> **Required task**: Please report how many lines of the data below contain the string "shirt", and give only the number.

> **Data listing**:
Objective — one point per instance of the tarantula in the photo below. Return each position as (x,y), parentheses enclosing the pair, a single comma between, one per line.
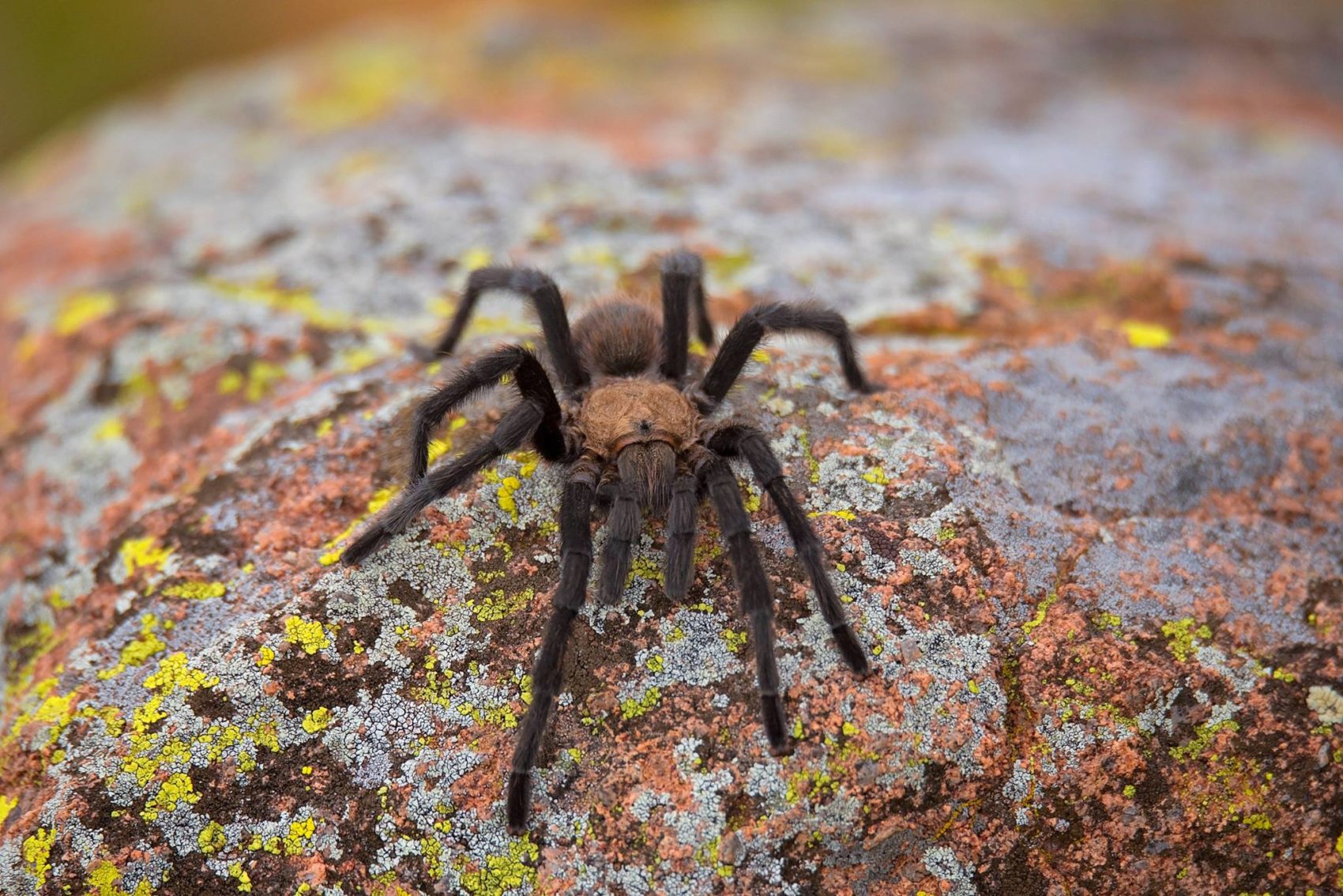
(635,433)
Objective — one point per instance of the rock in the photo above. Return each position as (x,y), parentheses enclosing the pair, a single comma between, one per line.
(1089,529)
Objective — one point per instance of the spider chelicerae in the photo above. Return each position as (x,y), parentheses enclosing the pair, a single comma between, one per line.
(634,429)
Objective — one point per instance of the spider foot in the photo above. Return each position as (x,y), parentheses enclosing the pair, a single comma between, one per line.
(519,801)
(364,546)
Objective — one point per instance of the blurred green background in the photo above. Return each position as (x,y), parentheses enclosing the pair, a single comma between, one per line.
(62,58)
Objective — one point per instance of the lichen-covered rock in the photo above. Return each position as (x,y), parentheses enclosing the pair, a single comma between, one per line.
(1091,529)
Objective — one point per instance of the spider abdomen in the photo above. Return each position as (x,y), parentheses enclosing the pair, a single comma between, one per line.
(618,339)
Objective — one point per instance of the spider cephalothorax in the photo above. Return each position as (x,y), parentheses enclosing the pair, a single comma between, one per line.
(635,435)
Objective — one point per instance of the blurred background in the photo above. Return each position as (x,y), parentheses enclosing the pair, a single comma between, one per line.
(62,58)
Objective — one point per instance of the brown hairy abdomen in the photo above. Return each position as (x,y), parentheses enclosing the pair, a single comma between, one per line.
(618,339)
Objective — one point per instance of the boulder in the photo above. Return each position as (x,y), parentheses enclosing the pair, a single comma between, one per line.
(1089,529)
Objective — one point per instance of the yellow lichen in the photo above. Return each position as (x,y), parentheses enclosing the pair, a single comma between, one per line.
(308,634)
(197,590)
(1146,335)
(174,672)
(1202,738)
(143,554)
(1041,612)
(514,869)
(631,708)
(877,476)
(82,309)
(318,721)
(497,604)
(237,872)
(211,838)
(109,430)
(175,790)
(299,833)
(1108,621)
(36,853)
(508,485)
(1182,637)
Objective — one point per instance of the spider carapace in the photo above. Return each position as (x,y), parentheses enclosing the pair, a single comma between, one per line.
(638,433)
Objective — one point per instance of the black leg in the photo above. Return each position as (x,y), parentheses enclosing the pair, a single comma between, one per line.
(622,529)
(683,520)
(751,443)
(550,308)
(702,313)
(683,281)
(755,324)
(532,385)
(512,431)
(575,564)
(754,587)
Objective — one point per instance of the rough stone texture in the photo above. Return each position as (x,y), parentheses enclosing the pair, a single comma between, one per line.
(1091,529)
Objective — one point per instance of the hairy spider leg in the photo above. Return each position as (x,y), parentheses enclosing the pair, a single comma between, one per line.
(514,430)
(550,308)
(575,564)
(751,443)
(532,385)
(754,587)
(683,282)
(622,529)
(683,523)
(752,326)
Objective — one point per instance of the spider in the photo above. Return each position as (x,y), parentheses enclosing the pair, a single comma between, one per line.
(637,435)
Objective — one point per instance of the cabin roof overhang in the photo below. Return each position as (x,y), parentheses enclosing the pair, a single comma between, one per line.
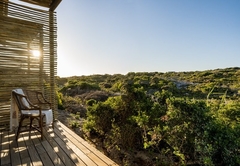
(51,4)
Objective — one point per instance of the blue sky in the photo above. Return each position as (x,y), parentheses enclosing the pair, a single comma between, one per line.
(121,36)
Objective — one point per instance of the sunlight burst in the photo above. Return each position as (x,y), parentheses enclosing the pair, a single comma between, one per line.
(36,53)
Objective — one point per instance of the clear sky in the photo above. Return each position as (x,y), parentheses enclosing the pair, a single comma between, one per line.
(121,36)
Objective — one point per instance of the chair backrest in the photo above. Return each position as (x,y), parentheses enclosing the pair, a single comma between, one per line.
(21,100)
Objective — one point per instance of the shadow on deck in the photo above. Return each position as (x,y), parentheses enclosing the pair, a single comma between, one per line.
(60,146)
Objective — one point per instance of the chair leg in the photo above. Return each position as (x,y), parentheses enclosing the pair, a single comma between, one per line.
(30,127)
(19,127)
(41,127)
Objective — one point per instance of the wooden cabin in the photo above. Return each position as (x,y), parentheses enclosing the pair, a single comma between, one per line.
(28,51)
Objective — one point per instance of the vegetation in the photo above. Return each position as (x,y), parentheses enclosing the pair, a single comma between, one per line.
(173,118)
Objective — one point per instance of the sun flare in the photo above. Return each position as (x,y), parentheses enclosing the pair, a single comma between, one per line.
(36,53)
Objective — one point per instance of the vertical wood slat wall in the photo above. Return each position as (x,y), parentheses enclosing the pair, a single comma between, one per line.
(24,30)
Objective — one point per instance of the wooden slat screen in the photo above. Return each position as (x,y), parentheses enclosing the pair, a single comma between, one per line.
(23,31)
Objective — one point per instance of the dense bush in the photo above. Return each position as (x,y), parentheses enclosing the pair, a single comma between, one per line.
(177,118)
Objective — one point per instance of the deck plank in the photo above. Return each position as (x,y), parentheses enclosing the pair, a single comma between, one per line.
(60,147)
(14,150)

---

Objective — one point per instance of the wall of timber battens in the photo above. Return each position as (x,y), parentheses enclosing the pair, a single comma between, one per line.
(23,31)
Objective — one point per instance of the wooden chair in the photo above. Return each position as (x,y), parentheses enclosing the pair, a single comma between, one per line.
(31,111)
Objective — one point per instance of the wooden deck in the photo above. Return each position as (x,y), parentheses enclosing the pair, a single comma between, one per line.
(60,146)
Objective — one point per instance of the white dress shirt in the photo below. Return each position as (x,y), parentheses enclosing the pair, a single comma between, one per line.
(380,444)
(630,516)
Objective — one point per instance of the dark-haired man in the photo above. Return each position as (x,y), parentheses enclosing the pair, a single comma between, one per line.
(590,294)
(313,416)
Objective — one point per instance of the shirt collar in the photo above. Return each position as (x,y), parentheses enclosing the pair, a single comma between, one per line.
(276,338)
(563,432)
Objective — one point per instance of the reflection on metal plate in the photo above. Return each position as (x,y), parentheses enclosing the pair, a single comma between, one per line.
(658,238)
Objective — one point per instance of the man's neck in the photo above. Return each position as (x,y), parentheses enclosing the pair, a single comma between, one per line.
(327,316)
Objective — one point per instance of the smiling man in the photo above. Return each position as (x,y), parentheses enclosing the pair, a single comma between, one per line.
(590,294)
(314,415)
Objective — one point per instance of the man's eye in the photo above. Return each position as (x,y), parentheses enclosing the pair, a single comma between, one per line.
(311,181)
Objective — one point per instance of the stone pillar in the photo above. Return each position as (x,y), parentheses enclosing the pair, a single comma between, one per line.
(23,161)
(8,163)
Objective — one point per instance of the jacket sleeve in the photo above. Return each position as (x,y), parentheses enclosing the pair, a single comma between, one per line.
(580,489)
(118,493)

> **Written response**: 2